Aún no ha llegado el calor sofocante del verano, pero ya
los campos están amarillos, pian los vencejos por las mañanas y al atardecer,
como enloquecidos alrededor de la iglesia. Por las noches, algunos vecinos
sacan sus sillas a la calle para tomar el fresco.
Este mes celebramos una boda en la familia. Boda clásica,
por la Iglesia. La novia va de blanco con larga cola y velo bordado, que
arrastra por el centro del templo alfombrado y lleno de flores, también blancas.
Camina del brazo de su padre. En un rincón, un violinista y una tiple,
contratados para la ocasión, tocan y cantan… cantan y tocan la fibra sensible
de los asistentes. Se llenan de lágrimas los ojos de la abuela cuando recuerda
lo pequeña que era la novia, cuando se crio en su casa. Oficia el cura. Es un
curita joven llegado de América Latina, aquí no hay vocaciones.
A la puerta de la iglesia, junto a la escalinata, se
reúnen las mujeres del pueblo «para ver salir a la novia» dicen, pero también
para ver a la madre de la novia, las tías y a la familia del novio, que es
forastero, (de un pueblo de al lado). Mientras se celebra la boda ellas
comentan todos los detalles: el número de invitados, los vestidos, los tocados,
las ausencias, etc. ¡Es la costumbre! De la boda se hablará durante días…
En la iglesia, yo me distraigo con el olor de las flores y,
mis recuerdos me llevan a la boda del abuelo de la novia, mi hermano. No
recuerdo la fecha, yo era una niña, pero sí recuerdo el revuelo que se formó en
casa a la hora de vestirnos para la ceremonia. La llegada de mis tías, que
venían a suplir a mi madre, que ya no estaba entre nosotros. La bendición, que mi
padre emocionado, dio al novio, antes de salir de casa. Mi hermano, con su
traje oscuro, muy guapo y muy alegre, los demás bromeábamos con él. Luego, nos
fuimos a buscar a la novia que, guapísima y vestida de blanco nos esperaba en
su casa con su familia… Todos juntos fuimos hacia la iglesia, los invitados se
iban añadiendo a la comitiva, la gente salía a las puertas de la calle para ver
a los novios… La marcha nupcial me saca, bruscamente, de mis ensoñaciones y me
coloca en el momento actual. La ceremonia ha terminado.

:: DATOS REGISTRADOS ::
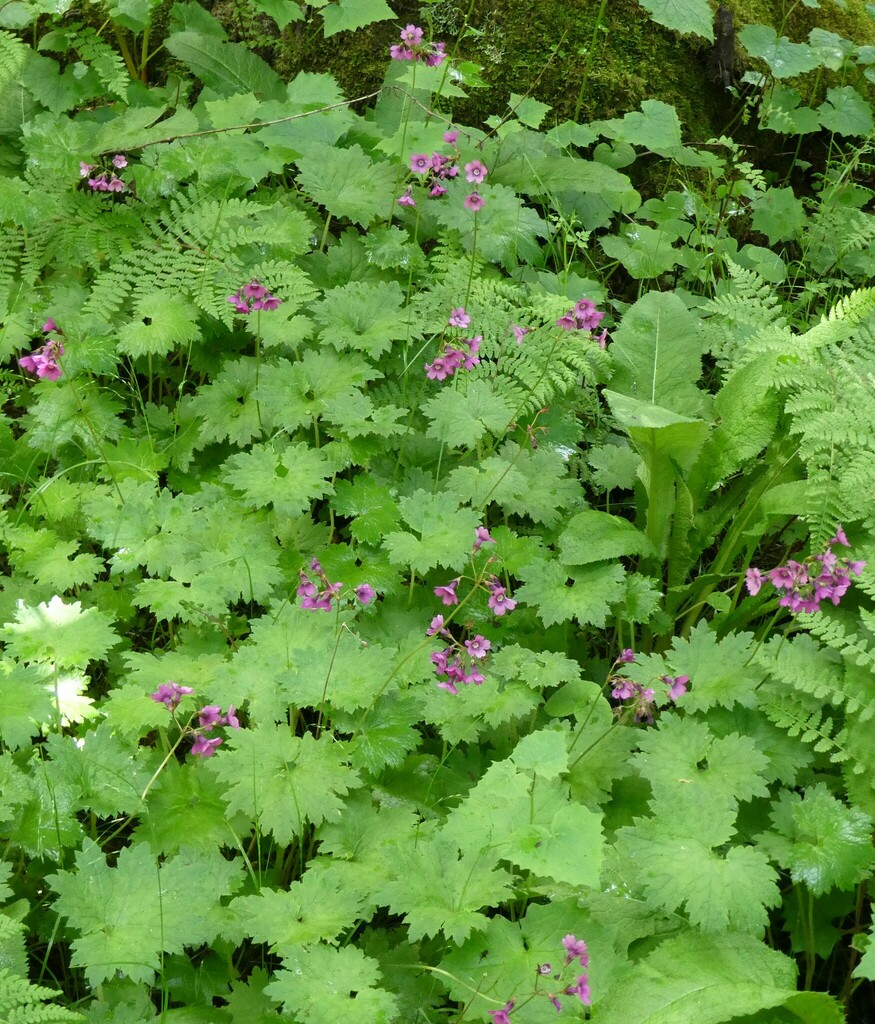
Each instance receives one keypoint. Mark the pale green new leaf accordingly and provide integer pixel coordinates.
(125, 915)
(720, 671)
(682, 757)
(364, 316)
(63, 634)
(446, 532)
(785, 59)
(672, 858)
(227, 68)
(559, 594)
(594, 537)
(438, 890)
(321, 983)
(290, 480)
(163, 322)
(824, 843)
(658, 351)
(685, 16)
(283, 781)
(346, 15)
(709, 979)
(318, 907)
(461, 416)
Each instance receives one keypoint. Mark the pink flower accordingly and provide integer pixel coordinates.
(412, 35)
(753, 581)
(438, 371)
(475, 171)
(448, 593)
(482, 537)
(581, 989)
(206, 748)
(420, 163)
(502, 1016)
(624, 688)
(676, 685)
(498, 601)
(170, 694)
(435, 627)
(209, 717)
(478, 646)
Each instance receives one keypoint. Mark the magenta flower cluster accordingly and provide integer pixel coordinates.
(436, 169)
(209, 717)
(43, 360)
(413, 48)
(451, 358)
(106, 179)
(575, 949)
(253, 296)
(457, 663)
(804, 585)
(318, 596)
(584, 316)
(642, 696)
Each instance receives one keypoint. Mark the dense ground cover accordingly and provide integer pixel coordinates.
(436, 570)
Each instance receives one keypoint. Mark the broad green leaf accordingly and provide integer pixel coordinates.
(58, 633)
(125, 915)
(366, 317)
(318, 907)
(681, 754)
(677, 865)
(659, 355)
(824, 843)
(685, 16)
(594, 537)
(355, 187)
(846, 113)
(282, 781)
(227, 68)
(721, 672)
(656, 127)
(460, 416)
(646, 252)
(322, 983)
(559, 594)
(785, 59)
(439, 890)
(779, 215)
(290, 480)
(346, 15)
(446, 532)
(695, 979)
(371, 506)
(26, 701)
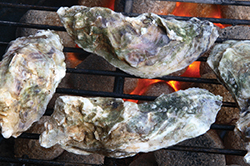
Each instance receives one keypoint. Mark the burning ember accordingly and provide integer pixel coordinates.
(189, 10)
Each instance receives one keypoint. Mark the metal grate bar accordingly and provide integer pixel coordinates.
(42, 162)
(176, 147)
(218, 2)
(208, 150)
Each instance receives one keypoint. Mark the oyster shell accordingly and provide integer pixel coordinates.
(146, 46)
(30, 71)
(115, 128)
(230, 62)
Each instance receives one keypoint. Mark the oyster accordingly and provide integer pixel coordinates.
(146, 46)
(30, 71)
(231, 63)
(115, 128)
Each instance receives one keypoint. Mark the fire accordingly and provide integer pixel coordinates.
(193, 70)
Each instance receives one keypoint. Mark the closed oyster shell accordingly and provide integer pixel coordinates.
(30, 71)
(146, 46)
(231, 63)
(115, 128)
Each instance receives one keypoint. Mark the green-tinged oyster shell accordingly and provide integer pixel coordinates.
(231, 63)
(146, 46)
(115, 128)
(30, 71)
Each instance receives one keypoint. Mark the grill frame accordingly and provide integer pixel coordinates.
(120, 78)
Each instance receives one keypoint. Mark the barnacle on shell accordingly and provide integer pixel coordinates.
(114, 128)
(30, 71)
(231, 63)
(146, 46)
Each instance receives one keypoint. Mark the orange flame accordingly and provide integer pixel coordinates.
(193, 70)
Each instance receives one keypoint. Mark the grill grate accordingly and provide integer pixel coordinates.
(120, 76)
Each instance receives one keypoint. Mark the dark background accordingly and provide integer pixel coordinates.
(8, 33)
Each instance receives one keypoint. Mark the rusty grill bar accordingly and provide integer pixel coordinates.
(120, 76)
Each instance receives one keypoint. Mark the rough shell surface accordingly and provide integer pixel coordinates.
(230, 62)
(115, 128)
(30, 71)
(146, 46)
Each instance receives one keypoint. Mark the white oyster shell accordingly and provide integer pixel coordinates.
(146, 46)
(231, 63)
(30, 71)
(115, 128)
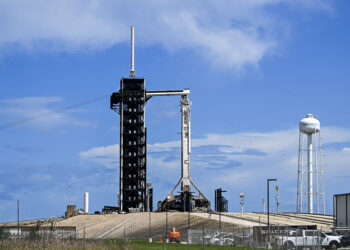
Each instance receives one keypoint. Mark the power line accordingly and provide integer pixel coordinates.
(62, 110)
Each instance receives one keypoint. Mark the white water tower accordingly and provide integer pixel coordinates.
(309, 165)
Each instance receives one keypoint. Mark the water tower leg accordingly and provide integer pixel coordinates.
(309, 158)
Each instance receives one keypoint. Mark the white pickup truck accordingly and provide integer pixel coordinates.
(307, 238)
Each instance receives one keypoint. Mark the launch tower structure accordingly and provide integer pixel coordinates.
(130, 103)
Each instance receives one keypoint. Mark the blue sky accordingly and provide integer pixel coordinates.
(255, 69)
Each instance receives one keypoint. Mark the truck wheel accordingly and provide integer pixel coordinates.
(288, 245)
(333, 245)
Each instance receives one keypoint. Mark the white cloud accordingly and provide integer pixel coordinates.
(38, 113)
(229, 34)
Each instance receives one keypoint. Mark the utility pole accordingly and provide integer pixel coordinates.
(17, 218)
(241, 195)
(69, 194)
(264, 205)
(277, 199)
(268, 207)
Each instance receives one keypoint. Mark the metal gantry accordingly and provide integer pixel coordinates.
(129, 102)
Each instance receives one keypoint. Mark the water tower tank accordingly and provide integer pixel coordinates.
(309, 125)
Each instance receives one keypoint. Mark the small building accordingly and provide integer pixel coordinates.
(341, 210)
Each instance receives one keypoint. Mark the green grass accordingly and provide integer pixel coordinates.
(103, 245)
(144, 245)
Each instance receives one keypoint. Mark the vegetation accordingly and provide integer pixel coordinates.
(99, 245)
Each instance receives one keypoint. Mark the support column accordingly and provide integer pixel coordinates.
(310, 185)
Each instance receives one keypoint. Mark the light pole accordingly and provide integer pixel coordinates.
(264, 205)
(268, 207)
(277, 200)
(241, 195)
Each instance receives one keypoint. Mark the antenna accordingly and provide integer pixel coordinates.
(69, 194)
(132, 70)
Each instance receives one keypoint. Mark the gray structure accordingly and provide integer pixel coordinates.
(341, 210)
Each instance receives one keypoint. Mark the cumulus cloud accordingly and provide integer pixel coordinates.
(228, 34)
(38, 113)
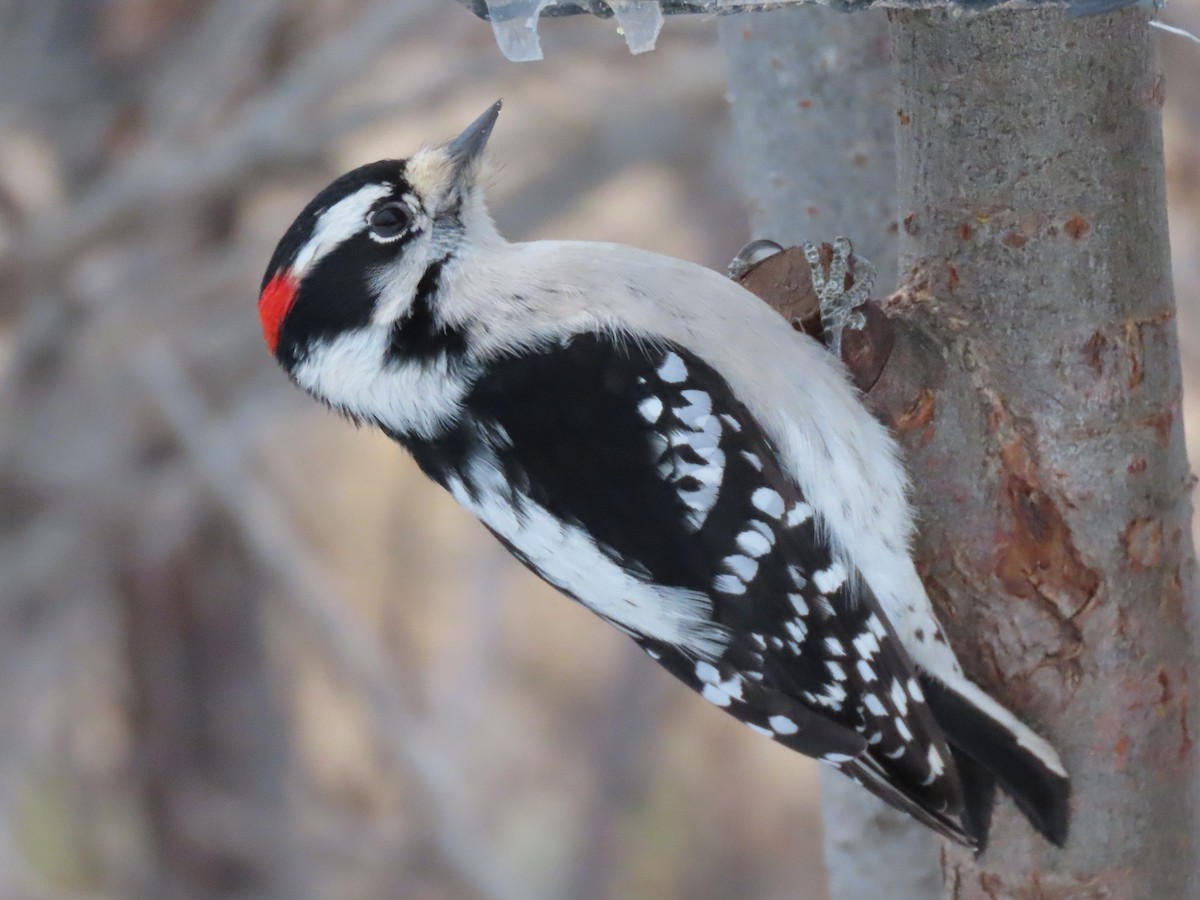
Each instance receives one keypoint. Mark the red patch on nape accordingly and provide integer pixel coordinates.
(274, 304)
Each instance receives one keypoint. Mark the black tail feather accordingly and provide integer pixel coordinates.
(978, 797)
(1039, 792)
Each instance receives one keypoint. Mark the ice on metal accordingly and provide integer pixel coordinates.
(640, 21)
(515, 25)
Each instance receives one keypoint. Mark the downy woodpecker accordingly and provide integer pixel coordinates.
(658, 444)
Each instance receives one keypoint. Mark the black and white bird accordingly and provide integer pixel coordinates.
(658, 444)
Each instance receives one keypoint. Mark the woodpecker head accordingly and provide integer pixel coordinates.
(360, 255)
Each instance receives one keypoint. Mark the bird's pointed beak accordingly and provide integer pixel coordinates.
(466, 149)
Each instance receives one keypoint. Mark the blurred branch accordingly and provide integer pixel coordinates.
(310, 595)
(277, 127)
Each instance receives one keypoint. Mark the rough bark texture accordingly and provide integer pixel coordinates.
(811, 95)
(1043, 424)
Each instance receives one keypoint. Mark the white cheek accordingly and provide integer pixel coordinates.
(348, 372)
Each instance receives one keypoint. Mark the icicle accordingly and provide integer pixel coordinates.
(515, 25)
(640, 22)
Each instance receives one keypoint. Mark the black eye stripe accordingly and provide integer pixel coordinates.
(390, 221)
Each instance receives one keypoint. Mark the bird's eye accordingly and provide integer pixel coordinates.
(390, 221)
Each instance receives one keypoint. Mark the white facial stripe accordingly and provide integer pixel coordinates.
(336, 225)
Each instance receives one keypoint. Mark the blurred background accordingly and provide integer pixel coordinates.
(245, 649)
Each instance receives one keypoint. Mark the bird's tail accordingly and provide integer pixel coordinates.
(991, 747)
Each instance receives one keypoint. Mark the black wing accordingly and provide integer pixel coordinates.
(646, 449)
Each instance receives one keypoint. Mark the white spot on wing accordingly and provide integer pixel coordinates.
(753, 544)
(743, 567)
(768, 501)
(798, 514)
(714, 695)
(783, 725)
(672, 371)
(651, 409)
(867, 645)
(729, 585)
(565, 556)
(874, 706)
(829, 580)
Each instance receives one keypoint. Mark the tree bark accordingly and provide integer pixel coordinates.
(811, 96)
(1043, 427)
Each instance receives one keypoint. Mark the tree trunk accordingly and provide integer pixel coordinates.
(813, 106)
(1043, 431)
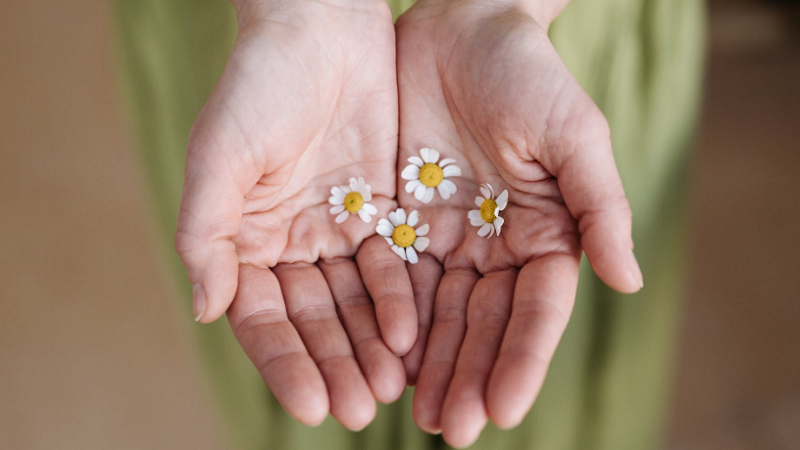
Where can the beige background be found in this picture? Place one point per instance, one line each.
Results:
(92, 350)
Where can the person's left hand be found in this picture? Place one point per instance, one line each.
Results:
(484, 86)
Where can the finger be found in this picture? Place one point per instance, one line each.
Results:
(311, 310)
(447, 332)
(383, 370)
(386, 278)
(425, 277)
(259, 321)
(209, 218)
(464, 409)
(543, 300)
(592, 189)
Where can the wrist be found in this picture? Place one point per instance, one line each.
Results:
(249, 10)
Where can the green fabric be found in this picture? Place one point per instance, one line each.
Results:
(640, 60)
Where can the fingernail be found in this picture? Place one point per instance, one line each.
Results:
(199, 301)
(636, 272)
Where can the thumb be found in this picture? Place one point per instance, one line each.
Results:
(210, 215)
(592, 190)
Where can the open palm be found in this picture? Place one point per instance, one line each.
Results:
(484, 86)
(307, 101)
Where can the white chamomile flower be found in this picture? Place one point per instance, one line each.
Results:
(424, 175)
(352, 199)
(488, 216)
(400, 233)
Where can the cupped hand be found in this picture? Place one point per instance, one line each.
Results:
(307, 101)
(481, 83)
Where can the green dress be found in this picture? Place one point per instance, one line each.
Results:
(608, 385)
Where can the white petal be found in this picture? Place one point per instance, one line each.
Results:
(411, 172)
(451, 171)
(421, 244)
(449, 185)
(446, 161)
(411, 254)
(369, 208)
(475, 218)
(428, 195)
(498, 223)
(337, 193)
(413, 218)
(502, 200)
(444, 191)
(411, 185)
(419, 192)
(400, 251)
(398, 217)
(384, 228)
(425, 153)
(416, 161)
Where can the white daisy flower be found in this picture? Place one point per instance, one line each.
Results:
(352, 199)
(401, 235)
(424, 175)
(488, 216)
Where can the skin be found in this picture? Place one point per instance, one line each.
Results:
(308, 99)
(481, 83)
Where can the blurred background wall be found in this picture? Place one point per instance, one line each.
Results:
(93, 353)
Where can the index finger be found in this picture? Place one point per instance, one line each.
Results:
(543, 300)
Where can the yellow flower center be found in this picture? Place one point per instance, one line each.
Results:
(404, 236)
(487, 210)
(431, 175)
(353, 202)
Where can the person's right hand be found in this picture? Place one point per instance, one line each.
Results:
(308, 99)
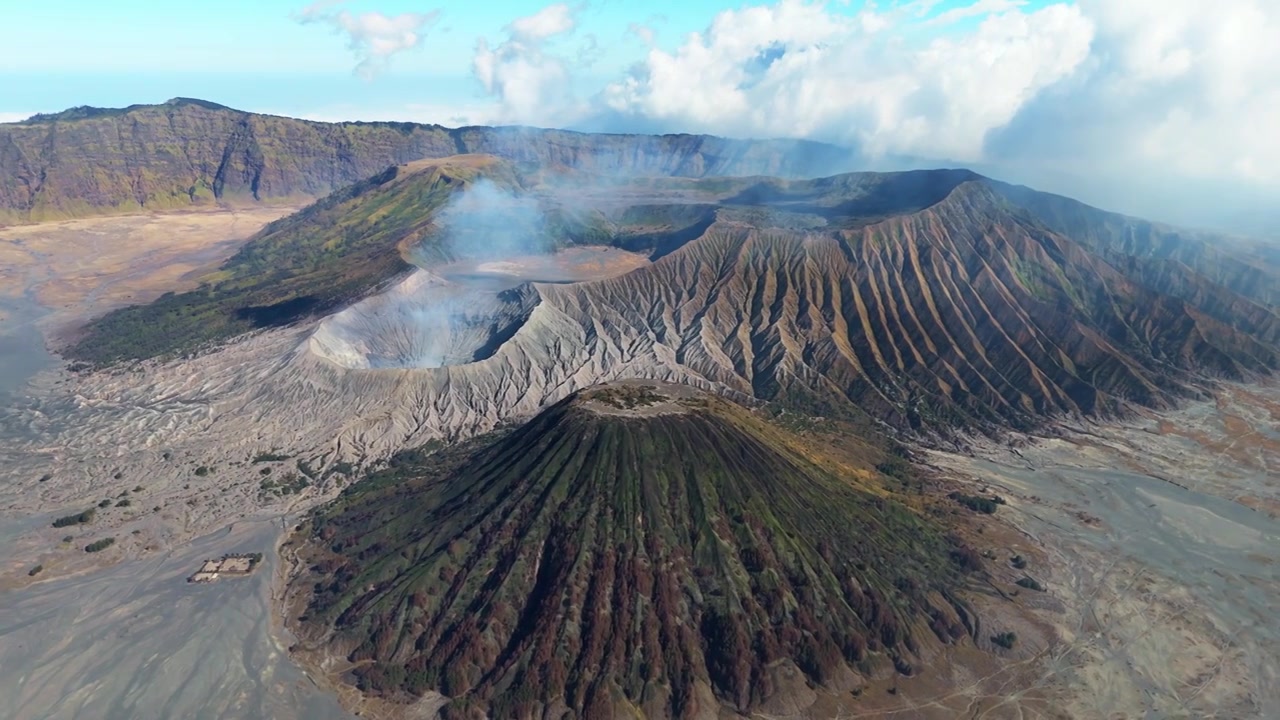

:: INSTRUCCIONES ::
#1 Indica si cada afirmación coincide con el texto sobre la boda: (a) la novia camina del brazo de su padre; (b) el cura que oficia es un hombre mayor del pueblo; (c) por las noches algunos vecinos sacan sus sillas a la calle. Responde sí o no y cita literalmente las palabras del texto que lo deciden.
#2 Extrae de las entradas cada línea que contenga la cadena "truck", teniendo en cuenta las mayúsculas y minúsculas.

:: RESPUESTAS POR TAREA ::
#1
(a) Sí: «Camina del brazo de su padre.»
(b) No: «Es un curita joven llegado de América Latina, aquí no hay vocaciones.»
(c) Sí: «Por las noches, algunos vecinos sacan sus sillas a la calle para tomar el fresco.»

#2
Each instance receives one keypoint. Mark the white pickup truck accordingly and provide integer pixel coordinates.
Each instance receives one keypoint. Mark the truck wheel accordingly and provide integer pixel coordinates.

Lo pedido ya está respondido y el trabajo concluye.